(The task):
Give every line below again, exactly as it appears.

Records from a data collection:
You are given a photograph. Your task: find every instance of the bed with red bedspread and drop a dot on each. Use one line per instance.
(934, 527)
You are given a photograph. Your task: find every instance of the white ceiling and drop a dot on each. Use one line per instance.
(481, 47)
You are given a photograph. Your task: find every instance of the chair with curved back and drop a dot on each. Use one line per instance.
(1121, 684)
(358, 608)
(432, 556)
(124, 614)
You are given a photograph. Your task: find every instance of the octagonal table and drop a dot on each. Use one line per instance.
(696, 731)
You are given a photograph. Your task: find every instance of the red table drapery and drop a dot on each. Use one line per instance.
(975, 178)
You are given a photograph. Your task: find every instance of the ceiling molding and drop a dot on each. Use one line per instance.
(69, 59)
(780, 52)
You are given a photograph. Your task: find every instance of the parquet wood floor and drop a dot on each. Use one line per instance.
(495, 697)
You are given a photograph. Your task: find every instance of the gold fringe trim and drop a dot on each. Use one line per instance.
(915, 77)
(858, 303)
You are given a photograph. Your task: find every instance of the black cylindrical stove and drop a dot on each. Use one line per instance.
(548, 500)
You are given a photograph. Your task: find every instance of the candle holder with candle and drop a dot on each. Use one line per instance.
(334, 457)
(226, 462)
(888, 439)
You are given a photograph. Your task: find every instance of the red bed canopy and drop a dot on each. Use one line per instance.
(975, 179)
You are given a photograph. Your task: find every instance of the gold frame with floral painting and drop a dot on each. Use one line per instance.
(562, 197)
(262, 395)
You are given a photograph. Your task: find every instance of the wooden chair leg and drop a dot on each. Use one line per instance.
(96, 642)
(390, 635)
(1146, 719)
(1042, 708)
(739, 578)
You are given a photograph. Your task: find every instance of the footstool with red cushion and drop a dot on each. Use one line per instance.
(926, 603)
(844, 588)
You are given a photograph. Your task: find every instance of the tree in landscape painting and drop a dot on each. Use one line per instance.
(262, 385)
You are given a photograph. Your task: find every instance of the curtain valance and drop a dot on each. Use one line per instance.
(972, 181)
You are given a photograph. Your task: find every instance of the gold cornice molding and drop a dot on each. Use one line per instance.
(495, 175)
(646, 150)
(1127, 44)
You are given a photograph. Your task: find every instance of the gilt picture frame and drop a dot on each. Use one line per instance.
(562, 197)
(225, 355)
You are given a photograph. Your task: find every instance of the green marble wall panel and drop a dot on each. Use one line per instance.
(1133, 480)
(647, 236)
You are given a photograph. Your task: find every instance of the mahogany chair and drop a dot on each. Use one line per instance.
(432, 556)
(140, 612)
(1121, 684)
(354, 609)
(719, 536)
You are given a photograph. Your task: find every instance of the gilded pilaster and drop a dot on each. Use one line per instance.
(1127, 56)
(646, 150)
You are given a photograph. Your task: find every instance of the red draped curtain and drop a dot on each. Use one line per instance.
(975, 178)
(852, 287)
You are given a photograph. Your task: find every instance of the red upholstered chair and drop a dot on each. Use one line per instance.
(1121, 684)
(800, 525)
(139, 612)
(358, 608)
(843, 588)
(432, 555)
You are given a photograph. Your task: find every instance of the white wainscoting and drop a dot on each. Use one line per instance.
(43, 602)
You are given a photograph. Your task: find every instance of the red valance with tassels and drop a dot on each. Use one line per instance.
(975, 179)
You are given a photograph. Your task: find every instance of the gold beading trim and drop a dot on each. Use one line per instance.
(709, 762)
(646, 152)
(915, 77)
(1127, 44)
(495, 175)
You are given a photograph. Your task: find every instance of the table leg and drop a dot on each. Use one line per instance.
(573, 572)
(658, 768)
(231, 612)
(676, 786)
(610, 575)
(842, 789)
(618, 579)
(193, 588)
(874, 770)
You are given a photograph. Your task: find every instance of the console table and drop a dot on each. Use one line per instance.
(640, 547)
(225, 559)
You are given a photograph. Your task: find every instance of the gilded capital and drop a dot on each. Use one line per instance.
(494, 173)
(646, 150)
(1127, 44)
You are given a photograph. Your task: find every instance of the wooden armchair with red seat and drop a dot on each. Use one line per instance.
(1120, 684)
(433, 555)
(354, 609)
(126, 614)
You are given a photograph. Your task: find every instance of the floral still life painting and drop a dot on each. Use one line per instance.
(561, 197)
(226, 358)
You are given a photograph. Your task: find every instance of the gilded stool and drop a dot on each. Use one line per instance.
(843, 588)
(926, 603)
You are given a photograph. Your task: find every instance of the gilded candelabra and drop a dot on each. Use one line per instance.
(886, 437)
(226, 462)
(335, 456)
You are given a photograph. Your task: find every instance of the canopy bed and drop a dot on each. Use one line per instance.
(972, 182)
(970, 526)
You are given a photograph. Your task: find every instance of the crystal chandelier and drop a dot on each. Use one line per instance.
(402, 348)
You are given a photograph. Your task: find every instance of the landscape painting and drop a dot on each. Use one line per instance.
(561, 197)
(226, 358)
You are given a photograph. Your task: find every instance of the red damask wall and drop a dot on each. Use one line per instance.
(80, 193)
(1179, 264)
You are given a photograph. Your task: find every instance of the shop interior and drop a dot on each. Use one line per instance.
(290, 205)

(Your solution):
You are given a photograph. Your task: find every instance of the bed with red bedspread and drop a dot on each. Use one line per instance.
(934, 527)
You are given a photograph. Your task: find every instance of the white ceiling and drop a dot on each. Use one line per instance.
(481, 47)
You are given a photograph. Your task: find every instance of the chair with curved back and drop a dot on each. Use one line per instance.
(1121, 684)
(358, 608)
(432, 556)
(124, 614)
You are given a photograph. Your task: find every instance of the octagonal table and drop a dot on each. Use one line per instance.
(696, 731)
You are given a photograph. Your task: find every instance of the red table drapery and drop a dot on each. Use one line per instance.
(975, 178)
You are given a photograph. Your task: find every instance of the ceiling molding and drop a dot on each. Use one line per instance.
(69, 59)
(780, 52)
You are given a photograph. Your task: find every instance of the parquet wood floor and drop a dot on each. Use one line per instance.
(495, 697)
You are given a photograph. Your task: find every instance of the gold fringe trim and drop a dot on each. Use one line per instance.
(915, 77)
(858, 303)
You are given a photograph. Your task: find every instance of the black cylindrical stove and drop a dot on each. Use one line per instance.
(548, 500)
You are given a photograph. Your task: find every instance of the candle holder with candle and drop a dot on each. Use one line per instance.
(334, 457)
(226, 462)
(888, 439)
You are given a photograph. Your task: find every instance of the red bed canopy and drop a dot on each. Use one line per instance.
(975, 179)
You are given a photograph. Your task: find every instance of the gold frame with floral painting and drop a dot on each. Use one line per instance.
(562, 197)
(262, 395)
You are given a photograph. Your task: find every instance of the wooden chair leg and drop a dot on each. Use one line per instance.
(96, 642)
(390, 635)
(1146, 719)
(1042, 708)
(739, 578)
You are given a photograph. Your task: find every instance of the footstool with red cushion and drop a dot on each. Use one line per instance.
(926, 603)
(844, 588)
You are given a photograph. Your task: find every instance of the tree in landscape painting and drop a dot on each. Use one line per instance.
(262, 385)
You are given a photograph. Your task: find every instance of the curtain valance and drop a dot on each. Use one line per instance.
(972, 181)
You are given a photograph. Your task: find every instance of the gold cornice molding and drop a dot on each. Use one line per instance.
(495, 175)
(646, 150)
(1127, 44)
You are given a photograph. Your task: find every instance of the gilt picture frame and drop a dot on each. Use one line per instance.
(562, 197)
(225, 355)
You are given a photograph. Your task: find every instance of the green marble wall panel and drop a dot on each. Use one line per instance.
(1133, 480)
(647, 236)
You are given a photograph. Your task: find every instance of the mahogany chair and drop a dot on each. Use one line per instance.
(432, 556)
(140, 612)
(1121, 684)
(354, 609)
(719, 536)
You are given a photograph. Your task: find every instance of the gilded pilaster and drop a dot on each. Use one line per instance.
(1127, 56)
(646, 150)
You are given a photograph. Your task: find every instance of the red draped curtain and drop a dot on each. Use one line per instance.
(975, 178)
(852, 287)
You are given a photograph. Your task: find every instance of the red upholstered chair and drop a dot on each. Use one line per instance.
(1121, 684)
(800, 525)
(139, 612)
(358, 608)
(843, 588)
(432, 555)
You are given a photograph. Your task: find every instance of the white wainscoting and drop a dot on each. Use one line per instance.
(43, 602)
You are given a photograph. Your task: find every instance of the red valance with tassels and drop a dot on each. Use one line per instance.
(975, 179)
You are given a photograph. Your task: find every instance of the gold beading trim and drop a dot on each. Use one line per instance.
(709, 762)
(646, 152)
(915, 77)
(1127, 44)
(495, 175)
You are given a photograph. Your task: find every instance of the table leg and drop a dot on each. Use one line per instance.
(573, 572)
(658, 768)
(231, 612)
(676, 786)
(610, 575)
(842, 789)
(618, 579)
(193, 588)
(874, 770)
You are given a photograph. Your task: find every instance of the console table and drop a dot on each. Use one line per instance.
(640, 547)
(225, 559)
You are given a photograph. Your task: find every instance of the gilded capital and drop a dot on each. Use one line per instance.
(494, 173)
(646, 150)
(1127, 44)
You are given a photograph. Your task: find every instance of the wooden armchair with red seat and drop a dot on each. Use one line per instance.
(1120, 684)
(433, 555)
(354, 609)
(126, 614)
You are given a photograph. Your task: find every instance of the floral still life painting and drop a dot on each. Use one line per instance.
(561, 197)
(226, 358)
You are given a photograph. Your task: find every instance of the gilded stool and drop a dot on each. Use one line per instance.
(843, 588)
(926, 603)
You are given a photograph. Your task: find every instance of the gilded candelabra and drop a dot on each. Use one line per instance.
(886, 437)
(226, 462)
(335, 456)
You are given a photograph. Your task: find every instance of the canopy bed and drop a dot on each. Use one line per instance.
(972, 182)
(970, 526)
You are given a photograph. Your task: find every instance of the crystal chandelier and drop a dot on each. Use one line per instance.
(402, 348)
You are given a photograph. Your task: find every instance of the landscape painting and drop a dot on each. Use one line per instance.
(561, 197)
(226, 358)
You are given a photograph. Your task: find every instance of the red damask wall and drop a dot on each. Use one line per instance.
(80, 193)
(1179, 264)
You are given a photograph. Your task: find every instance of the shop interior and drop a dot on each. Use one line per instance.
(290, 205)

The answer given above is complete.